Barium meal enteroclysis is the recommended imaging technique for small bowel inaccessible by ileo-colonoscopy when diagnosing pediatric-onset inflammatory bowel disease, but it has poor sensitivity and involves ionising radiation.
MRI enterography is an alternative methodology.
Dr Andrew Barclay and colleagues from the United Kingdom critically appraised the published evidence on MRI enterography in the assessment of Pediatric inflammatory bowel disease by systematic review.
Review of all English language data reporting MRI enterography for the investigation of patients less than 18 years with known or suspected IBD.
Primary searches of Medline, Cinahl and Pubmed were performed using keyword and MeSH terms, including IBD, magnetic resonance imaging, small bowel imaging, EMBASE was then searched.
The team reported that 2 authors independently assessed the quality of studies using the quality assessment of diagnostic accuracy studies tool.
|The pooled sensitivity for MRI enterography detection of active terminal ileal Crohn's is 84%|
|Alimentary Pharmacology & Therapeutics|
Searches yielded 930,035 hits, combination word searches limited to 1983 titles.
The team reviewed 52 studies were fully, and 41 were excluded due to lack of pediatric data.
The research team included 11 studies of 496 children.
All studies used endoscopy as the reference test.
The research team found that 10 out of 496 patients required jejunal intubation for bowel preparation.

DATASET SECTION.
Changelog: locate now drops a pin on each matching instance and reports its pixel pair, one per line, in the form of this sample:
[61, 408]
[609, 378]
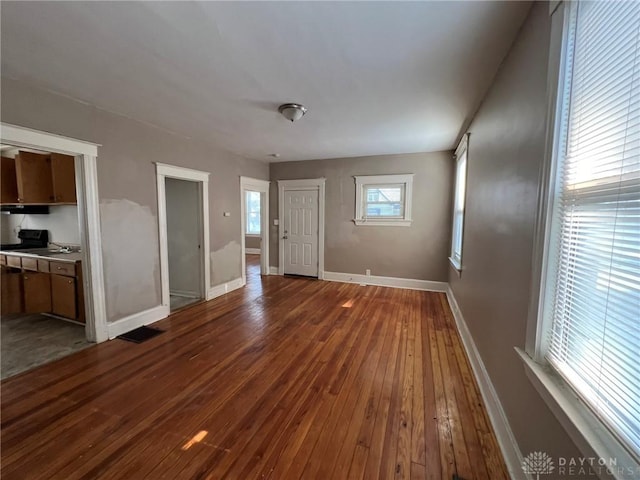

ABOUT THIS EXERCISE.
Rewrite the stretch of the MRI enterography passage from "The research team included" through "for bowel preparation.", changing "endoscopy" to "histology".

EXERCISE RESPONSE.
The research team included 11 studies of 496 children.
All studies used histology as the reference test.
The research team found that 10 out of 496 patients required jejunal intubation for bowel preparation.